• [REQUIRED TASK A] Rewrite the passage of the binary-orbit discussion that starts at the words "As a side-question, how" and ends after "baycenter...", replacing "catalog" with "listing".

==== SELECTION

Now all we need is Grant and Toofri's Near Star Add-on (don't rush guys, do your usual excellent job )
As a side-question, how many binary systems are you guys going to code?
Cheers,
Cormoran
I don't know about Grant. He seems away since several
days. Last time we communicated about the matter he
and me were looking into the 6th catalog of binary
orbits, that has about 1800 orbits. Yet it does not have
mass ratios which are crucial to determine the
baycenter...
Since about one week, I am working instead with 205 /completely/
analyzed orbits (based on Hip and Tycho astrometry and
notably the amazing Hip Transit data) . The results are
from a very sound professional paper (which I have).

========

• [REQUIRED TASK B] Output the entries below as a Markdown table with the columns Row and Line, giving each line a row number. Start at the line that contains "Detect every person", stop after the line that contains "[[269, 350, 309, 373], [345, 278, 374, 317]]", and omit blank lines.

==== DATASET RECORDS

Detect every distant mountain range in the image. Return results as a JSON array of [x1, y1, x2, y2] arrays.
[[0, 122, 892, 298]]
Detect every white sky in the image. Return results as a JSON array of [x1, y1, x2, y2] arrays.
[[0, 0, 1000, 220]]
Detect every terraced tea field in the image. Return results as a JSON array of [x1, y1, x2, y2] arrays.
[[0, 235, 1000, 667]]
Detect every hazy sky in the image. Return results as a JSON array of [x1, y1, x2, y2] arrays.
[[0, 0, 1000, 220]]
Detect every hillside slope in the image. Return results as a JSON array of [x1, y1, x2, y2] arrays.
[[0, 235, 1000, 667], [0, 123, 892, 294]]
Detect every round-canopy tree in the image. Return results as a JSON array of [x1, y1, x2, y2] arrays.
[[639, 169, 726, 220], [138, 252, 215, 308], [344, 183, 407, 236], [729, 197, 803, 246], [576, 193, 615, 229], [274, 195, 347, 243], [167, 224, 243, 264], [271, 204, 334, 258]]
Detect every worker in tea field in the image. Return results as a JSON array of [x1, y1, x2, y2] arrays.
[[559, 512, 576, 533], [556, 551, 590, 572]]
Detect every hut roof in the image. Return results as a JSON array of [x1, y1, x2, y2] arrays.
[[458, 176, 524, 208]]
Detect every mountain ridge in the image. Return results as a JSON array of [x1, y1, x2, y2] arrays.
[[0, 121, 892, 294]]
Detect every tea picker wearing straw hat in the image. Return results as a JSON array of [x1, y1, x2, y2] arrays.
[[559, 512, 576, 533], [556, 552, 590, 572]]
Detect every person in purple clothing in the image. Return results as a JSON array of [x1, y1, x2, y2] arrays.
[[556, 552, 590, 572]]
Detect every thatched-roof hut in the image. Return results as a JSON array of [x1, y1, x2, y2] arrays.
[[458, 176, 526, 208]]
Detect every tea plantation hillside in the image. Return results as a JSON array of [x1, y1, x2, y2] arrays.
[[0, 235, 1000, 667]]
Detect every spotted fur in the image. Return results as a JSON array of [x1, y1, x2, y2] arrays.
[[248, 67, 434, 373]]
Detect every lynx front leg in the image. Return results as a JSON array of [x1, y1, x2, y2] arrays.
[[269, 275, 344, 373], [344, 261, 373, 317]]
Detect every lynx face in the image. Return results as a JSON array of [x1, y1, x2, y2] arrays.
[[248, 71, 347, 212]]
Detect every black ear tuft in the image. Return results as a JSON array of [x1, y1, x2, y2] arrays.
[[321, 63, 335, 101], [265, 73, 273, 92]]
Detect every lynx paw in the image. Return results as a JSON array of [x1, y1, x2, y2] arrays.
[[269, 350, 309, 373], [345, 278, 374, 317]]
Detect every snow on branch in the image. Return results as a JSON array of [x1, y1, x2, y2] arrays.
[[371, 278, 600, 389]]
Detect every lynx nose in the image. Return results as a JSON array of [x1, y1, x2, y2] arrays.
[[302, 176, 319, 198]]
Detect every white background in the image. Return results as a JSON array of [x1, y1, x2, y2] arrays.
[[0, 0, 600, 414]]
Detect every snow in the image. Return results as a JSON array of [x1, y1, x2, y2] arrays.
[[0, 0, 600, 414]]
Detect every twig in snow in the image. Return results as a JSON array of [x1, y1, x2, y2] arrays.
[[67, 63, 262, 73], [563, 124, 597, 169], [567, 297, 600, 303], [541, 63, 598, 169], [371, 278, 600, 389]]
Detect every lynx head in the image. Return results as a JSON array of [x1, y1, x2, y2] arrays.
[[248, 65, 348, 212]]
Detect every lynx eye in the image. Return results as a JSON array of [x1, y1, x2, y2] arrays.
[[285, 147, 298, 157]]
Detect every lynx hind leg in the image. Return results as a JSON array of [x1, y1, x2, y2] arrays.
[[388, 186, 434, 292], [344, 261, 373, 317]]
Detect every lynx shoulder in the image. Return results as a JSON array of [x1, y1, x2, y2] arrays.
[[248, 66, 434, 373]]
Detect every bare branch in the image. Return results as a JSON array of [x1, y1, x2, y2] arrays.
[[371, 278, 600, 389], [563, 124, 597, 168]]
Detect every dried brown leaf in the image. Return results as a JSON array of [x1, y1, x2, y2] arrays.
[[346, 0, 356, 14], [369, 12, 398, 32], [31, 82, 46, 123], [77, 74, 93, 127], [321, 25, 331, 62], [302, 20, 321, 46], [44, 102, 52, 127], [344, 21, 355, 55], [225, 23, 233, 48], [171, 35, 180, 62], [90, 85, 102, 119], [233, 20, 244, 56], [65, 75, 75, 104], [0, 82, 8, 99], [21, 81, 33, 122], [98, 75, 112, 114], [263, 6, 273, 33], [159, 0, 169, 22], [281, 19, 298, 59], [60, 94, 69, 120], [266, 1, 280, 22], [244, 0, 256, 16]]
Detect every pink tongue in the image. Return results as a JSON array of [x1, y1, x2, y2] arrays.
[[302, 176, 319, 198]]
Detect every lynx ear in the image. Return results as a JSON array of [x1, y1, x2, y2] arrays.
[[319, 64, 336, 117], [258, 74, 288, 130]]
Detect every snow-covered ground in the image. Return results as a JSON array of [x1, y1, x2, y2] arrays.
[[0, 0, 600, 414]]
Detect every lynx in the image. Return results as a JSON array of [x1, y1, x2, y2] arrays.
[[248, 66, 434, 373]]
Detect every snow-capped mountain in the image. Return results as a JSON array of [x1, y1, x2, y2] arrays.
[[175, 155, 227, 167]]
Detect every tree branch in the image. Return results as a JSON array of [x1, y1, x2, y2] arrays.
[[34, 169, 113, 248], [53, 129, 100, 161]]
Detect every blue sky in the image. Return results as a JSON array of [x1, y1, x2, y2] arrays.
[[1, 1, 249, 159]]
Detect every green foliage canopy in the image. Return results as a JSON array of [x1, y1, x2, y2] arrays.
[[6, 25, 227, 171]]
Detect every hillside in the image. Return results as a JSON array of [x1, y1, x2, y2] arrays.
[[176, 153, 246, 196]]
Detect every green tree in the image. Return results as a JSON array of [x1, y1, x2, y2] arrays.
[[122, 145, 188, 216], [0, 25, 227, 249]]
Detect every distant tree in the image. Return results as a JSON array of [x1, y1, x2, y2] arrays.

========

• [TASK RESULT A]
As a side-question, how many binary systems are you guys going to code?
Cheers,
Cormoran
I don't know about Grant. He seems away since several
days. Last time we communicated about the matter he
and me were looking into the 6th listing of binary
orbits, that has about 1800 orbits. Yet it does not have
mass ratios which are crucial to determine the
baycenter...

• [TASK RESULT B]
| Row | Line |
|---|---|
| 1 | Detect every person in purple clothing in the image. Return results as a JSON array of [x1, y1, x2, y2] arrays. |
| 2 | [[556, 552, 590, 572]] |
| 3 | Detect every thatched-roof hut in the image. Return results as a JSON array of [x1, y1, x2, y2] arrays. |
| 4 | [[458, 176, 526, 208]] |
| 5 | Detect every tea plantation hillside in the image. Return results as a JSON array of [x1, y1, x2, y2] arrays. |
| 6 | [[0, 235, 1000, 667]] |
| 7 | Detect every spotted fur in the image. Return results as a JSON array of [x1, y1, x2, y2] arrays. |
| 8 | [[248, 67, 434, 373]] |
| 9 | Detect every lynx front leg in the image. Return results as a JSON array of [x1, y1, x2, y2] arrays. |
| 10 | [[269, 275, 344, 373], [344, 261, 373, 317]] |
| 11 | Detect every lynx face in the image. Return results as a JSON array of [x1, y1, x2, y2] arrays. |
| 12 | [[248, 71, 347, 212]] |
| 13 | Detect every black ear tuft in the image. Return results as a JSON array of [x1, y1, x2, y2] arrays. |
| 14 | [[321, 63, 335, 101], [265, 73, 273, 92]] |
| 15 | Detect every lynx paw in the image. Return results as a JSON array of [x1, y1, x2, y2] arrays. |
| 16 | [[269, 350, 309, 373], [345, 278, 374, 317]] |